● **REQUIREMENT**
Reproduce only the lines of the listing starting at the line containing "Using the image provided, carefully outline every blurred green" and ending at the line containing "xmin=0 ymin=128 xmax=18 ymax=218", including the requests, but scale every bounding-box coordinate in the answers by 2.25 and round to whole numbers, with halves rounded up. Leave the request wording and the format samples unchanged.

● **Image region labeling listing**
***
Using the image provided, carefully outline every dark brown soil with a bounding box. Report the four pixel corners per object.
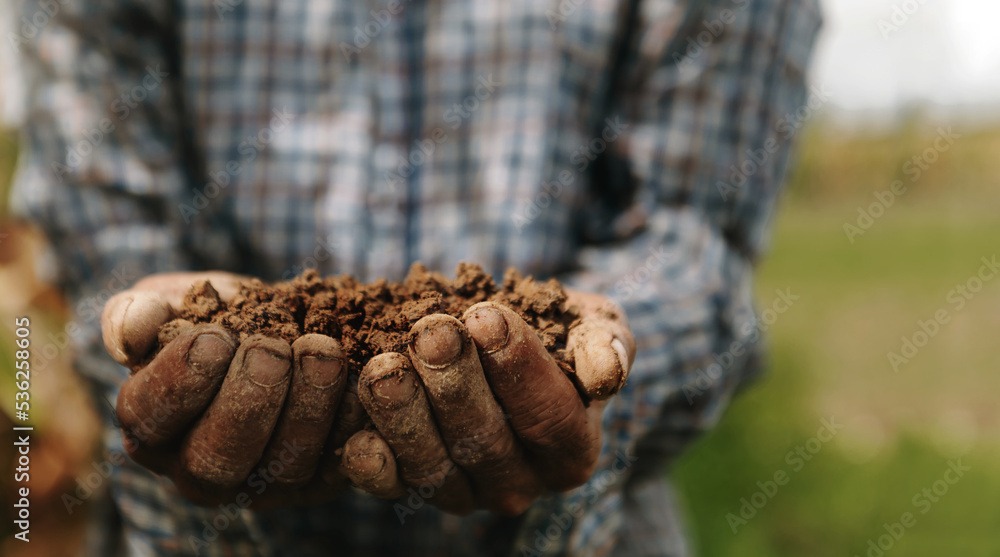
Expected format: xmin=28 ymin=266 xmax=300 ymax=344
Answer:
xmin=160 ymin=263 xmax=579 ymax=374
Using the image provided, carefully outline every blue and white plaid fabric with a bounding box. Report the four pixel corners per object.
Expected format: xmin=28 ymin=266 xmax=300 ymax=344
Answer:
xmin=8 ymin=0 xmax=821 ymax=556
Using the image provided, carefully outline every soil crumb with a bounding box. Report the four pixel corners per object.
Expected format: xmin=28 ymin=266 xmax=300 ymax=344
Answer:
xmin=159 ymin=263 xmax=579 ymax=375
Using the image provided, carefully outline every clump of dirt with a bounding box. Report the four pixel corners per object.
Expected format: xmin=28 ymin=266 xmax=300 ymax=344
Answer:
xmin=159 ymin=263 xmax=579 ymax=374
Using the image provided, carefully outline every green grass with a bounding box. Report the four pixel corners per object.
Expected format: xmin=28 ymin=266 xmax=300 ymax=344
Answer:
xmin=673 ymin=119 xmax=1000 ymax=557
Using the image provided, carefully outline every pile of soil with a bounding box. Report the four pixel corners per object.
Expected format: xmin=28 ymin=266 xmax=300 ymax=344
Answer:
xmin=159 ymin=263 xmax=579 ymax=375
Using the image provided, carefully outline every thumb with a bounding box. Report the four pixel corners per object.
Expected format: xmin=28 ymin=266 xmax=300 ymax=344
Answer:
xmin=101 ymin=290 xmax=175 ymax=368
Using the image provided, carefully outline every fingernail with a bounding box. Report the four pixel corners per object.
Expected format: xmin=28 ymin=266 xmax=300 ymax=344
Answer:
xmin=466 ymin=308 xmax=510 ymax=352
xmin=121 ymin=292 xmax=173 ymax=357
xmin=371 ymin=375 xmax=417 ymax=402
xmin=611 ymin=338 xmax=628 ymax=373
xmin=347 ymin=454 xmax=385 ymax=477
xmin=299 ymin=356 xmax=343 ymax=389
xmin=413 ymin=323 xmax=462 ymax=367
xmin=188 ymin=333 xmax=233 ymax=373
xmin=243 ymin=348 xmax=291 ymax=387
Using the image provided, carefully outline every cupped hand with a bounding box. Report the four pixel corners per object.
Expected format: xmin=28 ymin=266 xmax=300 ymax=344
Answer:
xmin=342 ymin=291 xmax=635 ymax=514
xmin=101 ymin=272 xmax=367 ymax=508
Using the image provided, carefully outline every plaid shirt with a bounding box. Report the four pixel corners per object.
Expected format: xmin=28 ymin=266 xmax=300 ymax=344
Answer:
xmin=8 ymin=0 xmax=822 ymax=556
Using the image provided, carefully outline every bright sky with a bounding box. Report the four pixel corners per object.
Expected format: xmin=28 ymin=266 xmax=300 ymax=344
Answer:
xmin=0 ymin=0 xmax=1000 ymax=121
xmin=813 ymin=0 xmax=1000 ymax=111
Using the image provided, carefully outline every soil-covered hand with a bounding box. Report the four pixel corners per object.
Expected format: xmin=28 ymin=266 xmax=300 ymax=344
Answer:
xmin=343 ymin=291 xmax=635 ymax=514
xmin=101 ymin=272 xmax=367 ymax=508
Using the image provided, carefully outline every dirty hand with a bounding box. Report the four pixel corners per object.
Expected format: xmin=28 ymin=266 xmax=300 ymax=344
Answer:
xmin=342 ymin=291 xmax=635 ymax=518
xmin=101 ymin=272 xmax=366 ymax=508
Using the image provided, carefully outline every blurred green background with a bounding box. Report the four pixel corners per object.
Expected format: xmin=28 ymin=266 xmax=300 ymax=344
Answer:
xmin=673 ymin=114 xmax=1000 ymax=557
xmin=0 ymin=114 xmax=1000 ymax=557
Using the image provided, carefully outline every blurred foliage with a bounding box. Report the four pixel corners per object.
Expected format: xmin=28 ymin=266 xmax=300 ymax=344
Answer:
xmin=673 ymin=115 xmax=1000 ymax=557
xmin=0 ymin=128 xmax=18 ymax=218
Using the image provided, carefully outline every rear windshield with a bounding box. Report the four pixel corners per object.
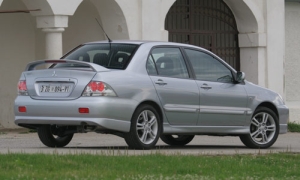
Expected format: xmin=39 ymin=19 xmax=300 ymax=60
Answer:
xmin=52 ymin=43 xmax=138 ymax=69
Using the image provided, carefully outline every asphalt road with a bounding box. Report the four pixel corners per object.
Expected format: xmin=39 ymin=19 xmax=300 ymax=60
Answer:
xmin=0 ymin=132 xmax=300 ymax=155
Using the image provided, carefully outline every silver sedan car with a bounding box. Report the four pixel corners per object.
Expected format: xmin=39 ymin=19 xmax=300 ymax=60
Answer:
xmin=14 ymin=41 xmax=289 ymax=149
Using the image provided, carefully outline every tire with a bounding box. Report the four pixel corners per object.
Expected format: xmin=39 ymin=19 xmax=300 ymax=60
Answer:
xmin=124 ymin=104 xmax=162 ymax=149
xmin=240 ymin=107 xmax=279 ymax=149
xmin=38 ymin=125 xmax=74 ymax=147
xmin=160 ymin=135 xmax=195 ymax=146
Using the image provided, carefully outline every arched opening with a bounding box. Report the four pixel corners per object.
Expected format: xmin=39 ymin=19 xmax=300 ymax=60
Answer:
xmin=0 ymin=0 xmax=36 ymax=128
xmin=165 ymin=0 xmax=240 ymax=70
xmin=63 ymin=1 xmax=105 ymax=53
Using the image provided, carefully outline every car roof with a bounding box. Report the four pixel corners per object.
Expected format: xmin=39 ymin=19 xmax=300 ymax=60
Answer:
xmin=84 ymin=40 xmax=203 ymax=49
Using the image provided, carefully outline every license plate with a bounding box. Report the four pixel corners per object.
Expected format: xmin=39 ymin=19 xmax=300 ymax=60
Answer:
xmin=40 ymin=85 xmax=70 ymax=93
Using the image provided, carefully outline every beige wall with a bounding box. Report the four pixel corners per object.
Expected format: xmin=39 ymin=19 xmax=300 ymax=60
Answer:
xmin=0 ymin=0 xmax=36 ymax=128
xmin=63 ymin=1 xmax=105 ymax=54
xmin=285 ymin=3 xmax=300 ymax=101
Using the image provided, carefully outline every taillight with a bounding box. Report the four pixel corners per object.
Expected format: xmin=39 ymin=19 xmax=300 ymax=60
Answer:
xmin=18 ymin=81 xmax=28 ymax=96
xmin=19 ymin=106 xmax=27 ymax=112
xmin=82 ymin=81 xmax=117 ymax=96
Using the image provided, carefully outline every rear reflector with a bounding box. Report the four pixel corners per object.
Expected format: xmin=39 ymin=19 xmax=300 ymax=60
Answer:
xmin=78 ymin=108 xmax=90 ymax=114
xmin=19 ymin=106 xmax=26 ymax=112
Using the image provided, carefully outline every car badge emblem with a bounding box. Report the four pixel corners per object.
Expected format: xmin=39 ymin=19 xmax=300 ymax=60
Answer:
xmin=52 ymin=71 xmax=57 ymax=76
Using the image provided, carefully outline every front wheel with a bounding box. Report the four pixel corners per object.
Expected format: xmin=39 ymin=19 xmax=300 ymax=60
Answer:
xmin=240 ymin=107 xmax=279 ymax=149
xmin=160 ymin=135 xmax=195 ymax=146
xmin=124 ymin=105 xmax=162 ymax=149
xmin=38 ymin=125 xmax=74 ymax=147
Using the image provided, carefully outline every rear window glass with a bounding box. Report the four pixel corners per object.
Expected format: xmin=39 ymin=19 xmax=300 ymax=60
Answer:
xmin=52 ymin=43 xmax=138 ymax=69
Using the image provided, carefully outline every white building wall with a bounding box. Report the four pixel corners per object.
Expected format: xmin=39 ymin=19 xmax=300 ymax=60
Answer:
xmin=0 ymin=0 xmax=36 ymax=128
xmin=285 ymin=2 xmax=300 ymax=123
xmin=63 ymin=1 xmax=105 ymax=54
xmin=0 ymin=0 xmax=292 ymax=128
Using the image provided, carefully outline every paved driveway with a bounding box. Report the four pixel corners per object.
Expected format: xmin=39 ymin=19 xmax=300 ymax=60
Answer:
xmin=0 ymin=132 xmax=300 ymax=155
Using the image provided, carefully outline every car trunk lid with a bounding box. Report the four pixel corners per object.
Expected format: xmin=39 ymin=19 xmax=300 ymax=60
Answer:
xmin=23 ymin=60 xmax=109 ymax=100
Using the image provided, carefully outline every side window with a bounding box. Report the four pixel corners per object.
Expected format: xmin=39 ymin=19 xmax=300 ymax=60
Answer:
xmin=147 ymin=48 xmax=189 ymax=78
xmin=146 ymin=56 xmax=157 ymax=75
xmin=185 ymin=49 xmax=233 ymax=82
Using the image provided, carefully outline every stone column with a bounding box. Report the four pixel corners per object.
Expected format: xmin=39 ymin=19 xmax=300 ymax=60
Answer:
xmin=36 ymin=15 xmax=68 ymax=59
xmin=42 ymin=28 xmax=65 ymax=59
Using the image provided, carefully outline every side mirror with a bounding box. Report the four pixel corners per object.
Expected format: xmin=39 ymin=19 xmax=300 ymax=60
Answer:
xmin=235 ymin=72 xmax=245 ymax=83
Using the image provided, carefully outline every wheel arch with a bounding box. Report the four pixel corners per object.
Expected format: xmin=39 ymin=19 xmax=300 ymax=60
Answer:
xmin=134 ymin=100 xmax=164 ymax=125
xmin=256 ymin=102 xmax=279 ymax=118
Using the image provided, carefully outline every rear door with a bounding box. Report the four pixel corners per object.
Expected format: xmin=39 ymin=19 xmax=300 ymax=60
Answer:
xmin=147 ymin=47 xmax=199 ymax=125
xmin=185 ymin=49 xmax=249 ymax=126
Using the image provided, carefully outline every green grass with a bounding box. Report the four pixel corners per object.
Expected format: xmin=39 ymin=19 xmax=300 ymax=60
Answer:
xmin=0 ymin=153 xmax=300 ymax=180
xmin=288 ymin=122 xmax=300 ymax=132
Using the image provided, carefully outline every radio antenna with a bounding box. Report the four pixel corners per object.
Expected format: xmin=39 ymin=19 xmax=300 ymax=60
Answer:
xmin=95 ymin=18 xmax=112 ymax=42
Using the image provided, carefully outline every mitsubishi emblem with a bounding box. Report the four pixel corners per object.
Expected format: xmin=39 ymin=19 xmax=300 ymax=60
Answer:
xmin=52 ymin=71 xmax=57 ymax=76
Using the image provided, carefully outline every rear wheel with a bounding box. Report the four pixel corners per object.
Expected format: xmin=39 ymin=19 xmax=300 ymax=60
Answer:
xmin=38 ymin=125 xmax=74 ymax=147
xmin=240 ymin=107 xmax=279 ymax=148
xmin=125 ymin=105 xmax=162 ymax=149
xmin=160 ymin=135 xmax=195 ymax=146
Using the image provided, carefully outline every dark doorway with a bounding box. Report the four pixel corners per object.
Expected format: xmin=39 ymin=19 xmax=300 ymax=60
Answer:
xmin=165 ymin=0 xmax=240 ymax=70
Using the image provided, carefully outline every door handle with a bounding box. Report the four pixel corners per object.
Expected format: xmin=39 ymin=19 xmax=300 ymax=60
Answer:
xmin=155 ymin=79 xmax=168 ymax=86
xmin=201 ymin=83 xmax=212 ymax=90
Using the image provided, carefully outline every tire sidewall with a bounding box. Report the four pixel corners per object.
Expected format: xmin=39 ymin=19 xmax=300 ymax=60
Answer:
xmin=128 ymin=105 xmax=162 ymax=149
xmin=247 ymin=107 xmax=279 ymax=148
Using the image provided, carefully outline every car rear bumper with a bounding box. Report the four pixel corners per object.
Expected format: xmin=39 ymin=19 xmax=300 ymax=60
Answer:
xmin=14 ymin=96 xmax=137 ymax=132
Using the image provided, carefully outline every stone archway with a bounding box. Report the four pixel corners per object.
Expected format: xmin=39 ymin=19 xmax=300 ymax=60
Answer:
xmin=165 ymin=0 xmax=240 ymax=70
xmin=90 ymin=0 xmax=129 ymax=40
xmin=164 ymin=0 xmax=267 ymax=87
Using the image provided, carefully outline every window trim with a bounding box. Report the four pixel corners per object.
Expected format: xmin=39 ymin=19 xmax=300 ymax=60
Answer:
xmin=145 ymin=45 xmax=194 ymax=79
xmin=183 ymin=47 xmax=237 ymax=84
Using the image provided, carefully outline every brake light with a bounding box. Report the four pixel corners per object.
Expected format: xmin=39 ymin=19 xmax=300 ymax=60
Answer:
xmin=18 ymin=80 xmax=28 ymax=96
xmin=19 ymin=106 xmax=26 ymax=112
xmin=78 ymin=108 xmax=90 ymax=114
xmin=82 ymin=81 xmax=117 ymax=96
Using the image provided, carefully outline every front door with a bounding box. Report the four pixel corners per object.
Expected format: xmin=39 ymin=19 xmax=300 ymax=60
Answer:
xmin=185 ymin=49 xmax=250 ymax=126
xmin=147 ymin=47 xmax=199 ymax=125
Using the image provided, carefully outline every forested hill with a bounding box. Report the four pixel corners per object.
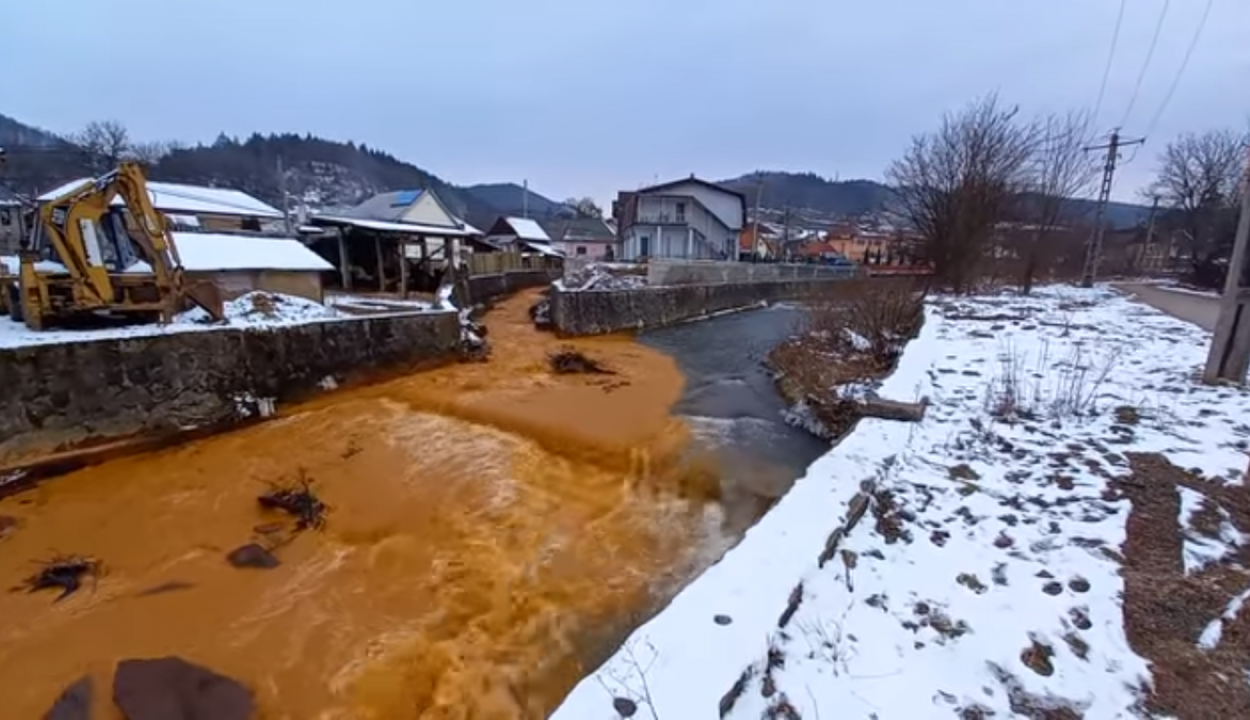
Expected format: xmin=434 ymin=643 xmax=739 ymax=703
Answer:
xmin=0 ymin=115 xmax=564 ymax=226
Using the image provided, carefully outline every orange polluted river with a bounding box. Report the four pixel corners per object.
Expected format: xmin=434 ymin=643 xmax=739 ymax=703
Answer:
xmin=0 ymin=288 xmax=728 ymax=720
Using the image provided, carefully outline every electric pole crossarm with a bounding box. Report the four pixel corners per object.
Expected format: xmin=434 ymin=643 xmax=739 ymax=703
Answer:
xmin=1081 ymin=130 xmax=1146 ymax=288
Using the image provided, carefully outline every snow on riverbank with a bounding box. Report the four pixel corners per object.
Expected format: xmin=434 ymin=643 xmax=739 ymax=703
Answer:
xmin=553 ymin=288 xmax=1250 ymax=720
xmin=0 ymin=291 xmax=429 ymax=348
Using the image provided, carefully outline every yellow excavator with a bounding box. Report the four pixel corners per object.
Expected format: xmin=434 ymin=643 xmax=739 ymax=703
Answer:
xmin=5 ymin=163 xmax=221 ymax=330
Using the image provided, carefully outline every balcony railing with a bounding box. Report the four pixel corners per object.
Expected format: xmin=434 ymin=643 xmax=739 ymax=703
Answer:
xmin=634 ymin=213 xmax=690 ymax=225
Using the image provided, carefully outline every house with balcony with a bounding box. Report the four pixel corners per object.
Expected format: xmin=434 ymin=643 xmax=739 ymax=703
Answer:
xmin=613 ymin=175 xmax=746 ymax=261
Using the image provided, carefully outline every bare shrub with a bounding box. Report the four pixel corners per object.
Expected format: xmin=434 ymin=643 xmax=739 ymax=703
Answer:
xmin=1151 ymin=130 xmax=1250 ymax=288
xmin=768 ymin=280 xmax=924 ymax=438
xmin=886 ymin=94 xmax=1038 ymax=293
xmin=1018 ymin=113 xmax=1098 ymax=295
xmin=985 ymin=341 xmax=1124 ymax=423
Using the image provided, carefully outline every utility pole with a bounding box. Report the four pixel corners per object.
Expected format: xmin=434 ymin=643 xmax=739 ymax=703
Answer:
xmin=1139 ymin=195 xmax=1159 ymax=270
xmin=779 ymin=204 xmax=790 ymax=260
xmin=1081 ymin=129 xmax=1146 ymax=288
xmin=278 ymin=155 xmax=295 ymax=238
xmin=751 ymin=178 xmax=764 ymax=263
xmin=1203 ymin=155 xmax=1250 ymax=384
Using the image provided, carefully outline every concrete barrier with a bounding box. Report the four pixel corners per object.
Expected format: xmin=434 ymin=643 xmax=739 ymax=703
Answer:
xmin=551 ymin=280 xmax=865 ymax=336
xmin=469 ymin=270 xmax=559 ymax=303
xmin=646 ymin=258 xmax=856 ymax=286
xmin=0 ymin=313 xmax=460 ymax=470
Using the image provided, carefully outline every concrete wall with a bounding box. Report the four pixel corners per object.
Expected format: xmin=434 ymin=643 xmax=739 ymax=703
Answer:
xmin=646 ymin=259 xmax=855 ymax=286
xmin=469 ymin=270 xmax=560 ymax=303
xmin=0 ymin=313 xmax=460 ymax=469
xmin=551 ymin=280 xmax=864 ymax=336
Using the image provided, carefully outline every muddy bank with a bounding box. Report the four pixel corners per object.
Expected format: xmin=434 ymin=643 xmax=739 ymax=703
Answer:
xmin=0 ymin=313 xmax=460 ymax=475
xmin=0 ymin=288 xmax=728 ymax=719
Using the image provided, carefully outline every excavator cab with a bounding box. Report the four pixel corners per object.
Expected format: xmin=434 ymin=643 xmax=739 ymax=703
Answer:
xmin=10 ymin=163 xmax=221 ymax=330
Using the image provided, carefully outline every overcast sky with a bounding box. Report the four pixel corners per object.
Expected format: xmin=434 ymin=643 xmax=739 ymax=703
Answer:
xmin=0 ymin=0 xmax=1250 ymax=200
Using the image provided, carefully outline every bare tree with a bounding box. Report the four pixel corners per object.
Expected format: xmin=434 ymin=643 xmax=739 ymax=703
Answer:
xmin=886 ymin=94 xmax=1036 ymax=293
xmin=1018 ymin=111 xmax=1098 ymax=295
xmin=69 ymin=120 xmax=130 ymax=174
xmin=1153 ymin=130 xmax=1250 ymax=288
xmin=564 ymin=198 xmax=604 ymax=219
xmin=125 ymin=140 xmax=174 ymax=166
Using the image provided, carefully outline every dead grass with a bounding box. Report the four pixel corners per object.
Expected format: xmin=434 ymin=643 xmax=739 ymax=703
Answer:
xmin=1119 ymin=454 xmax=1250 ymax=719
xmin=766 ymin=280 xmax=924 ymax=438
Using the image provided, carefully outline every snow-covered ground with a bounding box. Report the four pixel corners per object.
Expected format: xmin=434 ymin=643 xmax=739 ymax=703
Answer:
xmin=553 ymin=288 xmax=1250 ymax=720
xmin=0 ymin=291 xmax=375 ymax=348
xmin=325 ymin=293 xmax=434 ymax=313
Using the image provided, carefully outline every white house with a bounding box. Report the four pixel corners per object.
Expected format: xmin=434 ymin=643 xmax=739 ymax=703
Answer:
xmin=613 ymin=175 xmax=746 ymax=261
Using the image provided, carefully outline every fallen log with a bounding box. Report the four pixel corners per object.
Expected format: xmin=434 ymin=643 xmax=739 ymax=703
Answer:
xmin=855 ymin=398 xmax=929 ymax=423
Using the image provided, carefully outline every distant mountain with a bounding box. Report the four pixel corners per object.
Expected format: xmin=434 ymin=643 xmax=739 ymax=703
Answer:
xmin=464 ymin=183 xmax=569 ymax=219
xmin=721 ymin=171 xmax=890 ymax=216
xmin=0 ymin=115 xmax=88 ymax=194
xmin=156 ymin=134 xmax=499 ymax=224
xmin=0 ymin=115 xmax=65 ymax=148
xmin=721 ymin=171 xmax=1150 ymax=228
xmin=0 ymin=115 xmax=547 ymax=228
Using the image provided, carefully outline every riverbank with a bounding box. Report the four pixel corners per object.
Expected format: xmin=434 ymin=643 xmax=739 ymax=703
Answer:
xmin=554 ymin=288 xmax=1250 ymax=720
xmin=0 ymin=293 xmax=731 ymax=719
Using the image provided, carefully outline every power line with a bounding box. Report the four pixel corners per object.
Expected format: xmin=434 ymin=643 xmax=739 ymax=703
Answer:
xmin=1120 ymin=0 xmax=1171 ymax=128
xmin=1146 ymin=0 xmax=1215 ymax=135
xmin=1093 ymin=0 xmax=1129 ymax=123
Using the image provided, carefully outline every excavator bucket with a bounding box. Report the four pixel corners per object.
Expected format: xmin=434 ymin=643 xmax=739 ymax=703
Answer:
xmin=183 ymin=280 xmax=225 ymax=320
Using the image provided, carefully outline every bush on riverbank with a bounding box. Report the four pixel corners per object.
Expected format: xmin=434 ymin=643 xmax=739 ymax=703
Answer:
xmin=768 ymin=280 xmax=925 ymax=439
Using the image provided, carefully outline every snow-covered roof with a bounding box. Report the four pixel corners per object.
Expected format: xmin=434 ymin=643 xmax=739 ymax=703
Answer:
xmin=309 ymin=215 xmax=478 ymax=238
xmin=39 ymin=178 xmax=283 ymax=219
xmin=453 ymin=216 xmax=485 ymax=238
xmin=521 ymin=240 xmax=564 ymax=258
xmin=508 ymin=218 xmax=551 ymax=243
xmin=174 ymin=233 xmax=334 ymax=273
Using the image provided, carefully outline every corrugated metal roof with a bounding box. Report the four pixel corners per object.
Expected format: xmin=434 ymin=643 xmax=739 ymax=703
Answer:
xmin=309 ymin=215 xmax=480 ymax=238
xmin=39 ymin=178 xmax=283 ymax=219
xmin=506 ymin=218 xmax=551 ymax=243
xmin=344 ymin=190 xmax=424 ymax=223
xmin=543 ymin=218 xmax=616 ymax=243
xmin=174 ymin=233 xmax=334 ymax=273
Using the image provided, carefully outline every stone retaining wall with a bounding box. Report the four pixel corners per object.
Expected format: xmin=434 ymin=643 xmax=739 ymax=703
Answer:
***
● **OUTPUT FOR THIS EXERCISE**
Using the image provided, carefully outline every blurred green background with a bounding box. Report the four pixel corners per object.
Expected format: xmin=28 ymin=266 xmax=300 ymax=344
Answer:
xmin=1514 ymin=257 xmax=2250 ymax=1253
xmin=0 ymin=257 xmax=2250 ymax=1253
Using the image provided, carefully outline every blurred foliage with a bounding box. Report the four pixel corners per object.
Expected format: xmin=28 ymin=266 xmax=300 ymax=344
Answer:
xmin=1514 ymin=259 xmax=2250 ymax=1253
xmin=0 ymin=288 xmax=41 ymax=491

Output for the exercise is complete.